Weitere Verstrickungen in brasilianische Militärdiktatur
Laut dem am 10. Dezember 2014 in Brasilien veröffentlichten Abschlussbericht der Nationalen Wahrheitskommission Brasiliens waren neben Volkswagen (KoBra berichtete) auch Siemens und Mercedes Benz in die brasilianische Militärdiktatur verstrickt. Laut dem Abschlussbericht (Vol.II, S.320, hier der direkte Link zur entsprechenden Seite) haben Siemens Brasilien und Mercedes Brasilien (neben anderen brasilianischen und transnationalen Konzernen) das Folterzentrum Operação Bandeirantes (Oban) zwischen 1969 und Mitte der 1970er Jahre, dem Höhepunkt des staatlichen Terrors und Folterns in Brasilien, finanziell unterstützt. Der Abschlussbericht der Nationalen Wahrheitskommission zitiert als weitere Finanziers des Folterzentrums Oban die Firmen Ultra, Ford, General Motors, Camargo Corrêa, Objetivo, Folha, Nestlé, General Eletric und Light. Ab 1970 unterstand das berüchtige Folterzentrum OBAN dem Destacamento de Operações Internas/Centro de Operações de Defesa Interna (DOI-CODI) und dergestalt in das landesweite Netzwerk der Folterzentralen des DOI-CODI eingegliedert.
Zudem legt der Abschlussbericht der Nationalen Wahrheitskommission in Band dar, dass bei Volkswagen do Brasil ein Ex-Nazi als Sicherheitschef tätig war (siehe den Hintergrundbericht bei operamundi) und erläutert, wie Mitarbeiter des brasilianischen Geheimdienstes SNI auch in der Bundesrepublik Deutschland an Schulungen teilnahmen. Über die genauen Inhalte der Schulungen in der Bundesrepublik läßt sich der Abschlussbericht nicht aus.
Dabei hegten die Regierungen der Bundesrepublik Deutschland schon immer enge Beziehungen zu Brasilien.
Am 31. März 1964 hatte die Militärs in Brasilien gegen die Regierung des Präsidenten João Goulart geputscht. 21 Jahre herrschten die Generäle im Land. Die Diktatur hinterließ eine blutige Spur: Bürgerrechte wurden außer Kraft gesetzt, Menschen verhaftet, gefoltert, verschwanden oder wurden ermordet. In Brasilien gibt es seit einer Reihe von Jahren eine Debatte darum, ob die Militärdiktatur nicht eher als eine "zivile-militärische Diktatur" bezeichnet werden müsse, um die Rolle und den Beitrag der behördlichen und institutionellen Unterstützer aus nicht-militärischen Zusammenhängen hervorzuheben. Und hier kommen durch die Erkenntnisse der Nationalen Wahrheitskommission nun auch die deutschen Firmen, allen voran Volkswagen, Siemens und Mercedes Benz ins Spiel. Und die Frage, welche Rolle spielten die in Bonn Regierenden?

» Aufgaben:
[A] Zähl alle deutschen Firmen auf, die laut dem Text über die brasilianische Militärdiktatur in diese Diktatur verstrickt waren.
[B] An welchem Tag wurde laut dem Text über die brasilianische Militärdiktatur der Abschlussbericht der Nationalen Wahrheitskommission veröffentlicht?
[C] Schreib den Text über die brasilianische Militärdiktatur nach seinem letzten Satz weiter.

» Vorliegende Daten:

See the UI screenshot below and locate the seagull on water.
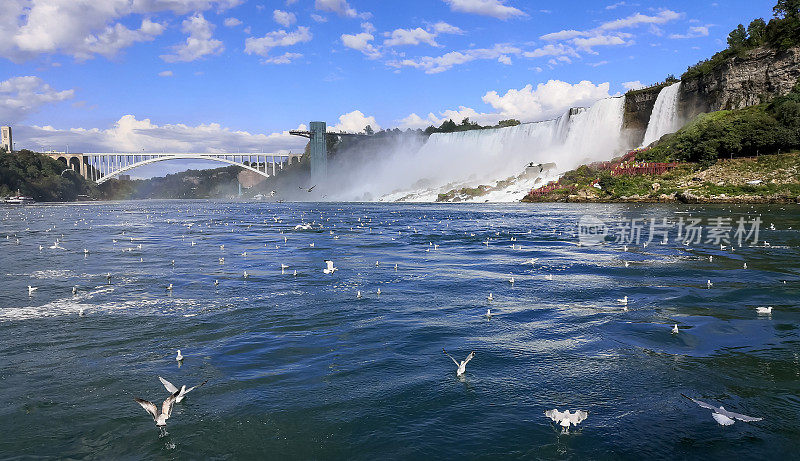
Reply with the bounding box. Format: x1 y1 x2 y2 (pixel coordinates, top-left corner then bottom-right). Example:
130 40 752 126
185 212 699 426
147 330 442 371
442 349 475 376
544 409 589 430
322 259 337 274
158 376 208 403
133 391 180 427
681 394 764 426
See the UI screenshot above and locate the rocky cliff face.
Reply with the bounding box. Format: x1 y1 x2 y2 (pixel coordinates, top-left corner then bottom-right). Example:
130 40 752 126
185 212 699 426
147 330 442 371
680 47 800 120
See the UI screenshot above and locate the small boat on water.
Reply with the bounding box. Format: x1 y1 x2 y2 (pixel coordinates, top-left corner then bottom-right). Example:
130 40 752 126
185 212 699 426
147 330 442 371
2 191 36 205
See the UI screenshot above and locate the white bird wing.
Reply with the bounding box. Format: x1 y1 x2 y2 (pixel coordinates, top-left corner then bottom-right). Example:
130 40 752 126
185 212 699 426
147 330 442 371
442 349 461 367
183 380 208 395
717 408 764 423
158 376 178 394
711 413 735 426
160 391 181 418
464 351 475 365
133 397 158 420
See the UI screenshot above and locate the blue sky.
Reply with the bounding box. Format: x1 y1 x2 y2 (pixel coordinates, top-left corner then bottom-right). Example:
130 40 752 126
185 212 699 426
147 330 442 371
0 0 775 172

» Antworten:
[A] Volkswagen, Siemens, Mercedes Benz

[B] Am 10. Dezember 2014.

[C]
Wir erinnern uns: Bonn – vor 39 Jahren: Die Bundesrepubliken der föderativen Staaten Brasiliens und Deutschlands unterzeichnen ein Abkommen über die „Zusammenarbeit auf dem Gebiet der friedlichen Nutzung der Kernenergie“. Bis zu acht Atomkraftwerke, eine Wiederaufbereitungsanlage sowie Urananreicherungsanlagen wollte Deutschland Brasilien verkaufen und ihnen das entsprechende Kow-how zukommen lassen. Das größte deutsche Exportgeschäft aller Zeiten!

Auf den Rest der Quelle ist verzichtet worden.